How many lines in the items below contain the string "point"? Matching is case-sensitive. Reply with the number only.
Begin Source material
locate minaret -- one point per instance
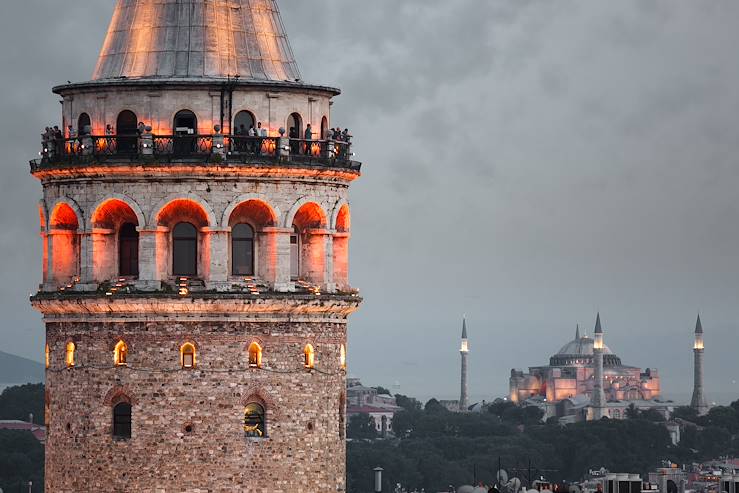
(699, 400)
(464, 400)
(196, 288)
(598, 398)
End Source material
*Task output*. 1